_Excerpt to read:_
>> begin

Philip Niarchos (alternately: Philippos or Philippe; ) (born 1954) is a Greek billionaire, the eldest son of the Greek shipping magnate Stavros Niarchos and Eugenia Livanos, herself the elder daughter of Stavros Niarchos' rival Stavros G. Livanos.

Inheritance and work 

Philip Niarchos was reported to be 54 in 2008 when The Sunday Times estimated his net worth at GBP 850 million, or about $1.687 billion US at that exchange rate of that time. He is a member of the board of trustees at the Museum of Modern Art in New York City and an international council member of London's Tate Gallery. He was educated at Institut Le Rosey in Switzerland.

Alongside his younger brother, Spyros, Niarchos is co-president and member of the board of directors at the Stavros Niarchos Foundation. The foundation is one of the world’s largest global private philanthropies founded over 25 years ago with a total of $3.3 billion awarded across 5,00 grants, focuses on global funding for physical and mental health. In 2022, the foundation announced a $15 million commitment for a youth mental health program in Greece collaborating with The Child Mind institute and The Greek Ministry of Health.

>> end

According to the profile of Philip Niarchos, at which school was he educated?

_Saved data entries:_
>> begin

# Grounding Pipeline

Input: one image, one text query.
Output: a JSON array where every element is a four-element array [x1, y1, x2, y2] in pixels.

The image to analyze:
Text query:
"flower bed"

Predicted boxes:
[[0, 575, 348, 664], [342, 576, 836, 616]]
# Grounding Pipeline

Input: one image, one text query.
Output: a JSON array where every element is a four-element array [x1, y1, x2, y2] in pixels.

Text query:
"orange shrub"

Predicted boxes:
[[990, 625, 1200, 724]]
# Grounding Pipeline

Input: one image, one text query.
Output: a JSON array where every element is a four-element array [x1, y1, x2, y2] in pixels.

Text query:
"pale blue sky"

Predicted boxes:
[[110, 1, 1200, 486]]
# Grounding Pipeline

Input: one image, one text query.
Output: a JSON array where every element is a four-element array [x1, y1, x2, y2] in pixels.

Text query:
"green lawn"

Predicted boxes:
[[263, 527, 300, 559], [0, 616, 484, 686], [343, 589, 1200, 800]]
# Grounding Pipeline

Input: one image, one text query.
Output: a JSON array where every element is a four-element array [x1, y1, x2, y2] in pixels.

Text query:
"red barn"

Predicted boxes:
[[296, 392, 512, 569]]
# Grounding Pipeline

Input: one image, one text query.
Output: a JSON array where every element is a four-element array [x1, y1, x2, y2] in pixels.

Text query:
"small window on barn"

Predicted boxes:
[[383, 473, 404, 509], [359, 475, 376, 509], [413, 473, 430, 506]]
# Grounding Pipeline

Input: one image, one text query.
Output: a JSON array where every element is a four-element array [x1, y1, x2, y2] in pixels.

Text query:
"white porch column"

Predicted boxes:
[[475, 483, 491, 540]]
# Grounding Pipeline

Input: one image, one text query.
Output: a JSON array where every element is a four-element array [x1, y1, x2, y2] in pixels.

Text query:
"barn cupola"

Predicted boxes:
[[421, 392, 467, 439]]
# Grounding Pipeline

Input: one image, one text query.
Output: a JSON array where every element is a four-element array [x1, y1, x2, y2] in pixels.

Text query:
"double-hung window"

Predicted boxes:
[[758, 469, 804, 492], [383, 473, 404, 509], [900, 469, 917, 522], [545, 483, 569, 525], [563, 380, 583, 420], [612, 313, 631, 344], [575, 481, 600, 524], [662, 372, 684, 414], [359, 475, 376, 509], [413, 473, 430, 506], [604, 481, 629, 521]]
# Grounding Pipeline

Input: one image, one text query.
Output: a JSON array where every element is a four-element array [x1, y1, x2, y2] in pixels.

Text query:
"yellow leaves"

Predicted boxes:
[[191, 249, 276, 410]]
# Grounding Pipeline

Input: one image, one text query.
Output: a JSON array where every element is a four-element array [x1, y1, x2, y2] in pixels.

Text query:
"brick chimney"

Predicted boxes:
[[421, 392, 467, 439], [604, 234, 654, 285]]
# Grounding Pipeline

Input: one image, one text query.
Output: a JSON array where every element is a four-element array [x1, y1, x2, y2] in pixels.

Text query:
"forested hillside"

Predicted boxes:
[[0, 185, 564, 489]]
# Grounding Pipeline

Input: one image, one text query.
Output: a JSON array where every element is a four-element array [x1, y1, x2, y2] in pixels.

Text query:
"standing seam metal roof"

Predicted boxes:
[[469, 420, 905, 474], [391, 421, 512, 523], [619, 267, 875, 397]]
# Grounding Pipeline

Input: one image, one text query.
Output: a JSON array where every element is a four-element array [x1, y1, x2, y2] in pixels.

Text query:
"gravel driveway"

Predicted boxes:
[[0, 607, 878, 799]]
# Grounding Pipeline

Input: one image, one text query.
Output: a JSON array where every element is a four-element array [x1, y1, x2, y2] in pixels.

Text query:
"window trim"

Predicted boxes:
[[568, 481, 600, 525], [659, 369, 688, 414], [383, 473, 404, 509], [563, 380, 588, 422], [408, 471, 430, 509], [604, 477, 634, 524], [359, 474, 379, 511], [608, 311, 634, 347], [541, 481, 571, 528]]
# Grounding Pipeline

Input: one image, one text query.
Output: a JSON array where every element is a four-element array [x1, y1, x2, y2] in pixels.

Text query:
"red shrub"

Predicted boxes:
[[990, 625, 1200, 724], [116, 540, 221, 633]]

>> end

_Expected answer:_
Institut Le Rosey in Switzerland.